In the rows below, copy every line from the one containing "the green grass" through the end of the rows, requests included, and scale each coordinate in the answers by 2.35, rounding to whole numbers with halves going up. Leave the requests unchanged and leave the pictures out.
········
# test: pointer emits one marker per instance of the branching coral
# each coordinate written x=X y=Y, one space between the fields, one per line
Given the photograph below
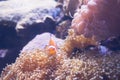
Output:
x=98 y=17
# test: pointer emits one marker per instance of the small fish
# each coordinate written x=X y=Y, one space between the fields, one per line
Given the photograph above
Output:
x=51 y=48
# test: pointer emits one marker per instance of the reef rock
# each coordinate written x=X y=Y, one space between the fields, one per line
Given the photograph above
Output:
x=98 y=18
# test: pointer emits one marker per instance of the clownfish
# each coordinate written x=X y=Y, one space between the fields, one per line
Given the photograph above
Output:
x=51 y=48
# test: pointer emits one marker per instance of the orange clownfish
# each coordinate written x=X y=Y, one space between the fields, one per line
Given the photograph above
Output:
x=51 y=48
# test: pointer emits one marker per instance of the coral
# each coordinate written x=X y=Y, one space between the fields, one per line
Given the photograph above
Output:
x=31 y=66
x=62 y=29
x=76 y=41
x=37 y=65
x=99 y=18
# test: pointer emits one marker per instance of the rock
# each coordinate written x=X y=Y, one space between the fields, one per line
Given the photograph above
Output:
x=40 y=42
x=96 y=19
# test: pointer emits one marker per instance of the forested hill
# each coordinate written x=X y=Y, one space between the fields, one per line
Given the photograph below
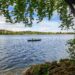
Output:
x=7 y=32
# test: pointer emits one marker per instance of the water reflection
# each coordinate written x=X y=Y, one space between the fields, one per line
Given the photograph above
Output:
x=71 y=48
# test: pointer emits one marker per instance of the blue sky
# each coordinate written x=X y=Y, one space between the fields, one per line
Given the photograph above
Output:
x=44 y=26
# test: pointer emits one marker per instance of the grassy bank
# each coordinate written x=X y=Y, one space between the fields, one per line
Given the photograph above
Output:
x=64 y=67
x=6 y=32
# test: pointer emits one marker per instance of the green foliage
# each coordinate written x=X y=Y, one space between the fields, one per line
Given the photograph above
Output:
x=71 y=48
x=64 y=67
x=24 y=11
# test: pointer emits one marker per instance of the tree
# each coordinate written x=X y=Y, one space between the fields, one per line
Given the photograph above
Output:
x=25 y=11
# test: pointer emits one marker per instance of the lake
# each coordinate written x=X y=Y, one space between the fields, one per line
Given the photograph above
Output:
x=17 y=52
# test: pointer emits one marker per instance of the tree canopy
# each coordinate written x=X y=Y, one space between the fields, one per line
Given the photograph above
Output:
x=26 y=10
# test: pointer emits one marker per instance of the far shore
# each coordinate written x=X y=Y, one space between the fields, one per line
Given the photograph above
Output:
x=7 y=32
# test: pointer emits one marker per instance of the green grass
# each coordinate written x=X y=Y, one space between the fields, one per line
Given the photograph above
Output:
x=64 y=67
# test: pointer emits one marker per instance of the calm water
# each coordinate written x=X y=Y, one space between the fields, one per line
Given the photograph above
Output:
x=17 y=52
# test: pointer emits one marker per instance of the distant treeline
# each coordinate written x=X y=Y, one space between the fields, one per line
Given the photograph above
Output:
x=7 y=32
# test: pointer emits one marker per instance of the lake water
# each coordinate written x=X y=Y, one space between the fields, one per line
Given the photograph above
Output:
x=17 y=52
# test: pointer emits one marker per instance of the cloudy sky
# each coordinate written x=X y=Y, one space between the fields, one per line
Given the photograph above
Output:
x=44 y=26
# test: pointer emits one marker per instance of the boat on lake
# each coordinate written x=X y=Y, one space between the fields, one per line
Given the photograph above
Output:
x=33 y=40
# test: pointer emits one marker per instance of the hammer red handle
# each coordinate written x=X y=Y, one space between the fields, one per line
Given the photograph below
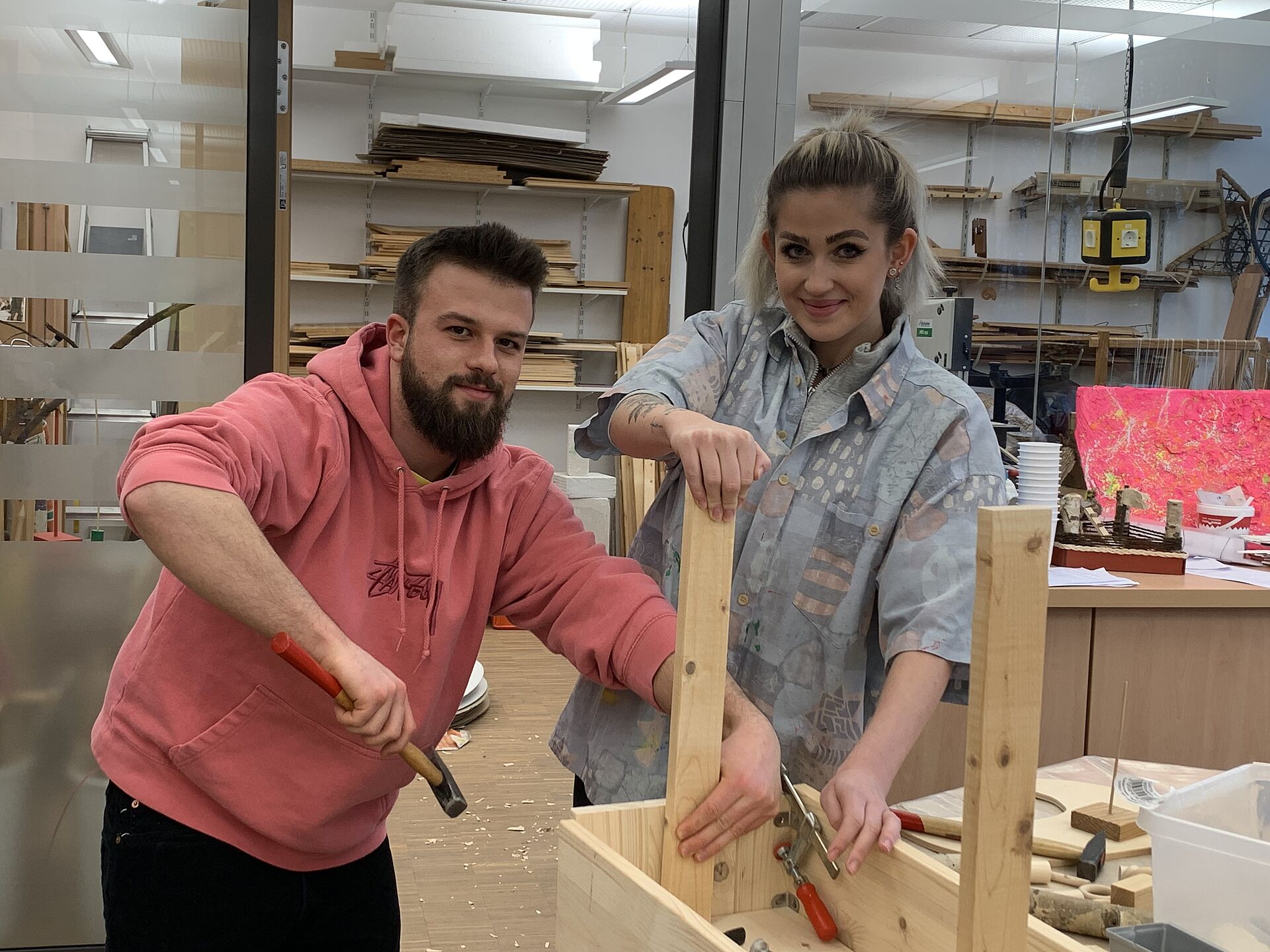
········
- **Solution for this exercise**
# test: pointer emits one marker per instance of the green grass
# each coordinate written x=X y=Y, one space between the fields, one per line
Given the photograph above
Output:
x=150 y=157
# test: pointer emits one marker per instance of the calm water
# each coordinate written x=X y=Y, one space between the fields, one per line
Given the photograph above
Output:
x=40 y=122
# test: pointer emits one marker per instance of the distant treeline
# each coordinate written x=X y=Y, one space between the fields, one per line
Given the photograph above
Output:
x=16 y=75
# test: pointer emits one marker per instance of the lake water
# each coordinate written x=X y=Y, one space between the fields, one per line
Given the photograph above
Output:
x=40 y=122
# test: pointer emits one marker per instance of the cloudy sky
# each coordinate written x=X y=Y, one space between the fields, one per line
Given the photograph above
Output:
x=103 y=61
# test: pointer emits one marker per instance of the boat on lake
# each coordinate written x=X y=Y, one space between the fields, one per line
Given the photograph above
Output:
x=78 y=94
# test: pointer emits one marker per instance of the hammer red handle
# each coordinate written x=X y=Y, one space between the fields, one per line
Given the photograph below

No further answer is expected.